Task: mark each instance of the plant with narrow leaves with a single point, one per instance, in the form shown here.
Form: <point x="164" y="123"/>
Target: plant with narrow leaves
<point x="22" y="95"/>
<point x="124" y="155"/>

## What to work on
After reading the listing, copy all of it out exactly.

## Answer
Task: mark each instance of the plant with narrow leaves with a single point, one per instance, in the form shown here.
Form: <point x="164" y="123"/>
Target: plant with narrow leaves
<point x="22" y="95"/>
<point x="124" y="155"/>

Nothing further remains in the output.